__WRITTEN TASKS__
1. From the memory-barrier thread below, list every identifier written with a pair of empty parentheses, each one only once.
2. Reproduce the passage of the memory-barrier thread starting at "(In reply to" and ending at "not do that?".
3. According to the memory-barrier thread, to what do the acquire semantics of atomic_add_acq_int() apply on arm64?

#### TEXT SEGMENT

I certainly agree with the comment about smr_enter(). On at least arm64, atomic_add_acq_int()'s acquire semantics apply only to the load; subsequent loads can be reordered with the store. I believe this is true with LSE atomics as well as the original LL/SC atomics. I also agree that the code is fine on Intel since atomic instructions prevent store-load reordering. Our atomic(9) documentation doesn't really call out this subtlety. We might have similar bugs elsewhere. I need to think about smr_poll() a bit more. > Moreover, smr_poll() absolutely needs a full memory barrier on entry, the `atomic_load_acq_int` performed by `smr_poll` aren't sufficient. The suggested patch adds two barriers to smr_poll_scan() and none to smr_poll(), is that intentional?
(In reply to Konstantin Belousov from comment #3) > That said, atomic_add_acq on x86 has the sequentially consistent semantic already (which is why you said that it works on Intel, right?). So the #ifdef from the patch in smr_enter() is not needed, use seq_cst fence for all arches. The ifdef makes some sense as an optimization. On x86 we can combine the store and barrier into one instruction, so why not do that?

########
#### RECORD SET

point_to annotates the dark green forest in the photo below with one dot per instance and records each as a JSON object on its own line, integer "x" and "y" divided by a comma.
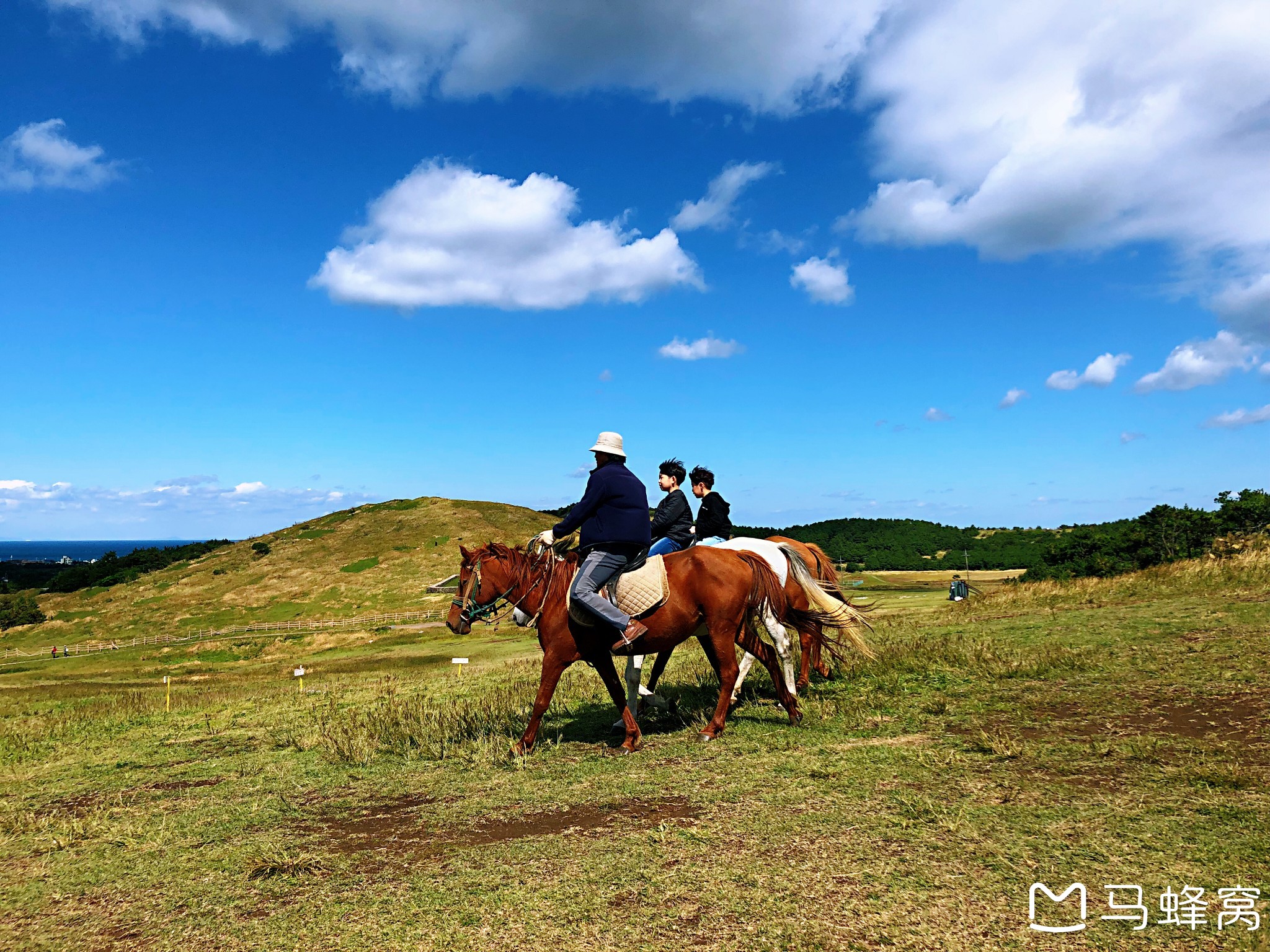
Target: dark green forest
{"x": 1161, "y": 535}
{"x": 112, "y": 569}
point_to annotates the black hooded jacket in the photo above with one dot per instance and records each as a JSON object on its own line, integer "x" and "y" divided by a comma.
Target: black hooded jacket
{"x": 713, "y": 518}
{"x": 673, "y": 519}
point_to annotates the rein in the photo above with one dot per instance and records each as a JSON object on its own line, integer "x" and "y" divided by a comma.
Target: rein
{"x": 471, "y": 611}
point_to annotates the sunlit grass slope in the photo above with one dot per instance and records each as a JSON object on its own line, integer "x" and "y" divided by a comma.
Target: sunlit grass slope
{"x": 353, "y": 563}
{"x": 1099, "y": 731}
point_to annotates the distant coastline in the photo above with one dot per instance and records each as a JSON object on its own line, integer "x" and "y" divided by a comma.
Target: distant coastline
{"x": 78, "y": 550}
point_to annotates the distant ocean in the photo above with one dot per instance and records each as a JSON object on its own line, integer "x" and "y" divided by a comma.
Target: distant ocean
{"x": 82, "y": 550}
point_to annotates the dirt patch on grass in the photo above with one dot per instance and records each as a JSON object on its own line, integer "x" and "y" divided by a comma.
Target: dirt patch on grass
{"x": 1240, "y": 719}
{"x": 399, "y": 826}
{"x": 580, "y": 819}
{"x": 186, "y": 785}
{"x": 906, "y": 741}
{"x": 1237, "y": 720}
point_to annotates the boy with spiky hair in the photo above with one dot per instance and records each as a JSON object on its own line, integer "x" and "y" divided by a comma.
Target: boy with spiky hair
{"x": 672, "y": 522}
{"x": 713, "y": 523}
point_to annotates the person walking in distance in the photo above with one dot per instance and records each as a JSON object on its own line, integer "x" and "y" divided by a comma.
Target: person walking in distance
{"x": 614, "y": 519}
{"x": 713, "y": 523}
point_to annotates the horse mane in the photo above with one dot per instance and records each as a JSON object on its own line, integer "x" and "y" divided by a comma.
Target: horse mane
{"x": 525, "y": 564}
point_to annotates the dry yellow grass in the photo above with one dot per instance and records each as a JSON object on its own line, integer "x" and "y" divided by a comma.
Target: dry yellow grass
{"x": 1248, "y": 570}
{"x": 353, "y": 563}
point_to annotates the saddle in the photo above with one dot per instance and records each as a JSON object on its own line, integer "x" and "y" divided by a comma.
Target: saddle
{"x": 637, "y": 591}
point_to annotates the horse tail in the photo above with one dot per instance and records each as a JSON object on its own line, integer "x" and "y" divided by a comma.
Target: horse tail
{"x": 765, "y": 588}
{"x": 825, "y": 570}
{"x": 842, "y": 624}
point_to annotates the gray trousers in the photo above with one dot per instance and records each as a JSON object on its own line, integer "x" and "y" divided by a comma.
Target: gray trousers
{"x": 597, "y": 568}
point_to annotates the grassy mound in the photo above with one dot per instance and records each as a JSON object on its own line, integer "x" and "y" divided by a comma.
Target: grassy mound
{"x": 353, "y": 563}
{"x": 1101, "y": 733}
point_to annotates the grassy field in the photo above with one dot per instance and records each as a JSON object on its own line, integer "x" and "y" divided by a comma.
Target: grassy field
{"x": 1101, "y": 731}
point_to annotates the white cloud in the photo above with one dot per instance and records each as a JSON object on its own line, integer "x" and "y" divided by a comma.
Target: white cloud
{"x": 40, "y": 156}
{"x": 1238, "y": 418}
{"x": 771, "y": 58}
{"x": 716, "y": 209}
{"x": 1020, "y": 128}
{"x": 681, "y": 350}
{"x": 1011, "y": 127}
{"x": 824, "y": 281}
{"x": 769, "y": 243}
{"x": 1201, "y": 362}
{"x": 169, "y": 509}
{"x": 1013, "y": 397}
{"x": 1100, "y": 374}
{"x": 447, "y": 235}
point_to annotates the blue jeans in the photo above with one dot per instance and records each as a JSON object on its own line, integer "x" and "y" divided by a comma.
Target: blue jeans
{"x": 665, "y": 546}
{"x": 597, "y": 568}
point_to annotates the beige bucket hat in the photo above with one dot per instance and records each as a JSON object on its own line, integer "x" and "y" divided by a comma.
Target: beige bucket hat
{"x": 609, "y": 443}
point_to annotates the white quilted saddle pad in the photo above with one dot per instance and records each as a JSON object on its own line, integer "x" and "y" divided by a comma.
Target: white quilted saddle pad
{"x": 638, "y": 592}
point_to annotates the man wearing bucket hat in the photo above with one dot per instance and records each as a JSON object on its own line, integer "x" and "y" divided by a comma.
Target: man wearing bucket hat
{"x": 614, "y": 518}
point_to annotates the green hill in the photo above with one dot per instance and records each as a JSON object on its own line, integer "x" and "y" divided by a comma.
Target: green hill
{"x": 353, "y": 563}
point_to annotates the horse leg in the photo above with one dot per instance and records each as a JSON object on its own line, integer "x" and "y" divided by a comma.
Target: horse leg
{"x": 781, "y": 640}
{"x": 634, "y": 671}
{"x": 658, "y": 668}
{"x": 763, "y": 653}
{"x": 603, "y": 664}
{"x": 723, "y": 655}
{"x": 804, "y": 671}
{"x": 553, "y": 667}
{"x": 742, "y": 671}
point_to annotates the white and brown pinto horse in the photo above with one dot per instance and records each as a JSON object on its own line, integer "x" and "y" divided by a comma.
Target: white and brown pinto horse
{"x": 825, "y": 619}
{"x": 714, "y": 594}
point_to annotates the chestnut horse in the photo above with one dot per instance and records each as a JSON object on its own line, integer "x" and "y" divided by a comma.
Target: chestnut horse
{"x": 717, "y": 591}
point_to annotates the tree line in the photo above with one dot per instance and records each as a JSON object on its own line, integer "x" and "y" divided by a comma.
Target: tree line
{"x": 1161, "y": 535}
{"x": 113, "y": 569}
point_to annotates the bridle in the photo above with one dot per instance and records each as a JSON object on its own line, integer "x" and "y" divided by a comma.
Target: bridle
{"x": 470, "y": 611}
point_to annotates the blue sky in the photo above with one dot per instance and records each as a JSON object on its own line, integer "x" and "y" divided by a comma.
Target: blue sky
{"x": 508, "y": 255}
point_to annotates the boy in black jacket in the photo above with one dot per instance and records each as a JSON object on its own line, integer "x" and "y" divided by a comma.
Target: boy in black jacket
{"x": 713, "y": 522}
{"x": 672, "y": 522}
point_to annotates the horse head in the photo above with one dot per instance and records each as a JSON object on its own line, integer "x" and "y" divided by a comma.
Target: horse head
{"x": 486, "y": 576}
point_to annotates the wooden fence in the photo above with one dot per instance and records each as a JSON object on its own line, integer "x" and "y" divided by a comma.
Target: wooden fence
{"x": 88, "y": 648}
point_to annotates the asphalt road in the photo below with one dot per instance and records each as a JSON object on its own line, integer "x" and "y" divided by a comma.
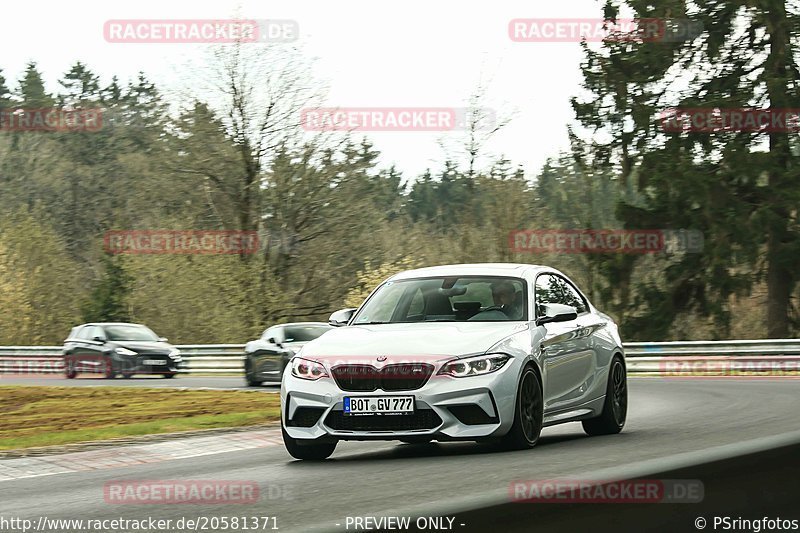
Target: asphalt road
{"x": 666, "y": 417}
{"x": 89, "y": 380}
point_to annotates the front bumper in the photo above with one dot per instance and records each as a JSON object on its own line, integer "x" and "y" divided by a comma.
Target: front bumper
{"x": 446, "y": 408}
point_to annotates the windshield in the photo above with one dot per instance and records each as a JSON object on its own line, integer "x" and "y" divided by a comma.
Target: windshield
{"x": 304, "y": 333}
{"x": 446, "y": 299}
{"x": 129, "y": 333}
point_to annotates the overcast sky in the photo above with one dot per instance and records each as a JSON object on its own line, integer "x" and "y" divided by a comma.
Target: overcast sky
{"x": 428, "y": 53}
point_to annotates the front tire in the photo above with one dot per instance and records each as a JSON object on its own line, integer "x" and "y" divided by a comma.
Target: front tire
{"x": 309, "y": 450}
{"x": 69, "y": 369}
{"x": 615, "y": 406}
{"x": 528, "y": 413}
{"x": 248, "y": 375}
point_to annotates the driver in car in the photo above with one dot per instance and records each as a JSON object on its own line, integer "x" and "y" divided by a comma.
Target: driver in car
{"x": 503, "y": 296}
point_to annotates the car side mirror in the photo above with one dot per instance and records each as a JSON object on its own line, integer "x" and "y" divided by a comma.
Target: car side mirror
{"x": 342, "y": 317}
{"x": 557, "y": 313}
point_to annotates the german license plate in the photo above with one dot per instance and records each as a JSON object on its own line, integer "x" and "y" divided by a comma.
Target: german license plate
{"x": 378, "y": 405}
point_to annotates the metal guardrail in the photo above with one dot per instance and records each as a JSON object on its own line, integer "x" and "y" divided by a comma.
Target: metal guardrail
{"x": 771, "y": 356}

########

__ANSWERS BELOW__
1. smr_enter(), atomic_add_acq_int(), smr_poll(), smr_poll_scan()

2.
(In reply to Konstantin Belousov from comment #3) > That said, atomic_add_acq on x86 has the sequentially consistent semantic already (which is why you said that it works on Intel, right?). So the #ifdef from the patch in smr_enter() is not needed, use seq_cst fence for all arches. The ifdef makes some sense as an optimization. On x86 we can combine the store and barrier into one instruction, so why not do that?

3. Only to the load.